What you should do:
Reproduce the data word for word, starting at its very first line and ending with the line that contains "23L121 9L112 2L95", including both of those lines.

Data provided:
┄┄┄┄┄┄

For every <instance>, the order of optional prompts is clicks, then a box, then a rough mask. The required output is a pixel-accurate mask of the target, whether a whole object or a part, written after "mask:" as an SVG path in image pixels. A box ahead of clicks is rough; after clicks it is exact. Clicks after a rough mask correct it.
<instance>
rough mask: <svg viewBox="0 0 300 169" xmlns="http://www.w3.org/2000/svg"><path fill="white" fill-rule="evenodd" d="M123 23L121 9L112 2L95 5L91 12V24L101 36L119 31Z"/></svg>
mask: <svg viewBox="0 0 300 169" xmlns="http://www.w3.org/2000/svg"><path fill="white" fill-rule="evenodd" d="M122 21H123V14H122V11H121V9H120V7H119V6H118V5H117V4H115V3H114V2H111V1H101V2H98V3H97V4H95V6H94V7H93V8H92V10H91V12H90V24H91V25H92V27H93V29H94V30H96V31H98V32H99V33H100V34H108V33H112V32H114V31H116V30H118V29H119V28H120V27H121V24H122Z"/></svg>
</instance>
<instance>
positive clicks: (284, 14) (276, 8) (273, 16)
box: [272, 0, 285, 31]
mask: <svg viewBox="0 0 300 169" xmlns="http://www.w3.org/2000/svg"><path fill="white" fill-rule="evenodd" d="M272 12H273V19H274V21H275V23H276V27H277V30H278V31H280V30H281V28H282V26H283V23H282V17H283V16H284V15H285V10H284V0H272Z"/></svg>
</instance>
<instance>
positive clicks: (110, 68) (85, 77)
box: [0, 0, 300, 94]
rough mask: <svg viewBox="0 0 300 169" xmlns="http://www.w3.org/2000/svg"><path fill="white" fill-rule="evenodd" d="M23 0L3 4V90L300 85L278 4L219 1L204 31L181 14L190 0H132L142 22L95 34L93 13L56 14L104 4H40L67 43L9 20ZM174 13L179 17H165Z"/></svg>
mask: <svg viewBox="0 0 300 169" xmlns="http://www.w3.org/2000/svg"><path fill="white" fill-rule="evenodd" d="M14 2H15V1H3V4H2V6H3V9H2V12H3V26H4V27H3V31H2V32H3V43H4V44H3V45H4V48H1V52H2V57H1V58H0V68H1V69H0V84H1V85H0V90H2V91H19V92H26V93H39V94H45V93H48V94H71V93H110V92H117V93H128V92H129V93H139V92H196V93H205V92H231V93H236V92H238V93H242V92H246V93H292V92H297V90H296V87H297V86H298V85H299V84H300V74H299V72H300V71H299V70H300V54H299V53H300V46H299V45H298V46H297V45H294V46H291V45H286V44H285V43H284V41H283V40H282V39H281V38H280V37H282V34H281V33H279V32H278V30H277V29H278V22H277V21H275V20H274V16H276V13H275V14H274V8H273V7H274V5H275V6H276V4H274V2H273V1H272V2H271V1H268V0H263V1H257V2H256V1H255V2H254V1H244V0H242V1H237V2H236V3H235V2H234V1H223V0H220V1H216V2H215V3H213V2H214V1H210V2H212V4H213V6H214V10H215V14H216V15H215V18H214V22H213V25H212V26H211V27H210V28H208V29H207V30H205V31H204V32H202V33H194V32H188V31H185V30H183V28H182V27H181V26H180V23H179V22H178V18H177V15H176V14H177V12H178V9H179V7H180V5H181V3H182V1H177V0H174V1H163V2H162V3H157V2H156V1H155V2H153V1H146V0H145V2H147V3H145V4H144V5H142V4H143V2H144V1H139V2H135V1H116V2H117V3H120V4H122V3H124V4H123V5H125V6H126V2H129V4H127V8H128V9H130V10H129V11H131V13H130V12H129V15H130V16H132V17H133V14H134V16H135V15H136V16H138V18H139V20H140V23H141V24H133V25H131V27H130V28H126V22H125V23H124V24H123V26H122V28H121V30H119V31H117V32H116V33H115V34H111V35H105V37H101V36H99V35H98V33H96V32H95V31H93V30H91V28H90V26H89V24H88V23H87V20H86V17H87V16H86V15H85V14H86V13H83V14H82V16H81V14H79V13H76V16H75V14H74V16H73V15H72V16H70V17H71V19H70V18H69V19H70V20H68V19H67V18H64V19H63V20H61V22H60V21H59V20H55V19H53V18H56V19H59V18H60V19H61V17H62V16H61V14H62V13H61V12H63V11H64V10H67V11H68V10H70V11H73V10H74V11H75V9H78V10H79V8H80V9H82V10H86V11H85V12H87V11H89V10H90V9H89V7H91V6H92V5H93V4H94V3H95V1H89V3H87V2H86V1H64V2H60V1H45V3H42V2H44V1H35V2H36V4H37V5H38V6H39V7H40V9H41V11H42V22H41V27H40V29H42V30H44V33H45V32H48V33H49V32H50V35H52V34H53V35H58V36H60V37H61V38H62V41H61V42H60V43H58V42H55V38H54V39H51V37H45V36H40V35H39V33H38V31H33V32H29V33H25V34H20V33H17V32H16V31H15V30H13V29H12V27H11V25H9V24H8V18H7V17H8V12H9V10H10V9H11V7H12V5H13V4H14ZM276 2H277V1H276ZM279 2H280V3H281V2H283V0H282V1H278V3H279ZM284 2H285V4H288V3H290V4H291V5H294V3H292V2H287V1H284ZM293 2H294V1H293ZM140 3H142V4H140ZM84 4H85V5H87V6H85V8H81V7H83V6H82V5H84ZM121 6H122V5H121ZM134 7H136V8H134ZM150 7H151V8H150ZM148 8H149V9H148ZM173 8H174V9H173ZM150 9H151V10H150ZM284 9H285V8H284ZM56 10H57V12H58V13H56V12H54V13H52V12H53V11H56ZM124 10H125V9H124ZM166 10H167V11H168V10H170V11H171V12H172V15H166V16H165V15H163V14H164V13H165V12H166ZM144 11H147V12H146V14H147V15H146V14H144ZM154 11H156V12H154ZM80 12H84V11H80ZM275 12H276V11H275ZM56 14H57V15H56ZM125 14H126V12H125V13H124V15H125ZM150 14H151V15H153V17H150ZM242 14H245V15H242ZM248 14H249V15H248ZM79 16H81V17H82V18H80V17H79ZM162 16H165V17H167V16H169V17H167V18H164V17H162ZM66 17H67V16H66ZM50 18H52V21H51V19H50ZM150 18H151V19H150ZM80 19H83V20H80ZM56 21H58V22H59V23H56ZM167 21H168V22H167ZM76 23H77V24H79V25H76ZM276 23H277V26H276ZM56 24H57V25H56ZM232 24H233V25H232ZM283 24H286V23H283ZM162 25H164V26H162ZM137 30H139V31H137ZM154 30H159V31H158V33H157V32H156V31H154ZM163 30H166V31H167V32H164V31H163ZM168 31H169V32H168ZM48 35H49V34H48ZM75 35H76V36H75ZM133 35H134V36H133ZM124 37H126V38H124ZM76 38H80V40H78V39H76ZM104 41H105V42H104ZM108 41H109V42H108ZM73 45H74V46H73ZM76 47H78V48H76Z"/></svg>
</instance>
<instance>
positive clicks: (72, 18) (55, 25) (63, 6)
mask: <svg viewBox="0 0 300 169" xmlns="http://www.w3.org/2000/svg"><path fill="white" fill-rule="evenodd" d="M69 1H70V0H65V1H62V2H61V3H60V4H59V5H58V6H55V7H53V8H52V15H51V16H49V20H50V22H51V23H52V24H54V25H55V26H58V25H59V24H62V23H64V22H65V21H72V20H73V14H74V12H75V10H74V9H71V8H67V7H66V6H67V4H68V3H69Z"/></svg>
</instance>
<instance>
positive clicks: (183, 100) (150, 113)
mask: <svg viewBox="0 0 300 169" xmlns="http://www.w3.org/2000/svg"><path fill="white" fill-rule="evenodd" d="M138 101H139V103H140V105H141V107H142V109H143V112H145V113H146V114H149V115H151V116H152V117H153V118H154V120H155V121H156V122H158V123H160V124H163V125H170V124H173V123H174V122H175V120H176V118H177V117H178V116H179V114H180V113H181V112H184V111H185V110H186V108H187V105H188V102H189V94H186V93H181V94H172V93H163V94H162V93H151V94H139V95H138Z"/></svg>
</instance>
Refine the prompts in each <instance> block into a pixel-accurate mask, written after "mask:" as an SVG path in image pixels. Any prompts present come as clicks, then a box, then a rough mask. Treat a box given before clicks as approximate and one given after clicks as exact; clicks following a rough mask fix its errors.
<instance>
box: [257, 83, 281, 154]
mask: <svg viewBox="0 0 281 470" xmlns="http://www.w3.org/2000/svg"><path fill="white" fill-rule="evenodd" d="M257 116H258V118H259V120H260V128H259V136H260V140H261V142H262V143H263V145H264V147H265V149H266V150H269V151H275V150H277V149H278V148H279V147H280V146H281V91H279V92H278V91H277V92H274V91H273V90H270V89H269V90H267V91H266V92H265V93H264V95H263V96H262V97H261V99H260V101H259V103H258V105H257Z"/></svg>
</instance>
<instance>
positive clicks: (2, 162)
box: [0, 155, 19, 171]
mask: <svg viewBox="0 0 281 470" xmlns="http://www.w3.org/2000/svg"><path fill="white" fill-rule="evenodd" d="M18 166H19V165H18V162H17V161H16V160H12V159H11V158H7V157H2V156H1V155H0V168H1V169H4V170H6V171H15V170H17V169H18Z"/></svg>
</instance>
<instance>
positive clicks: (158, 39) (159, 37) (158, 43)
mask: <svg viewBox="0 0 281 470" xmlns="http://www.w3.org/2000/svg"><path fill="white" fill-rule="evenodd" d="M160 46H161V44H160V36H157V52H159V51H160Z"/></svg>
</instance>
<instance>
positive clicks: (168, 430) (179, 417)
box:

┄┄┄┄┄┄

Response:
For every <instance>, the order of optional prompts is clicks, then a box, then a rough mask. The required output is a pixel-accurate mask of the target, whether a whole object or a part, written after "mask:" as an SVG path in image pixels. A box ahead of clicks is rough; after clicks it is exact. Clicks after a rough mask correct it.
<instance>
rough mask: <svg viewBox="0 0 300 169" xmlns="http://www.w3.org/2000/svg"><path fill="white" fill-rule="evenodd" d="M123 23L121 9L112 2L95 5L91 12V24L101 36L119 31Z"/></svg>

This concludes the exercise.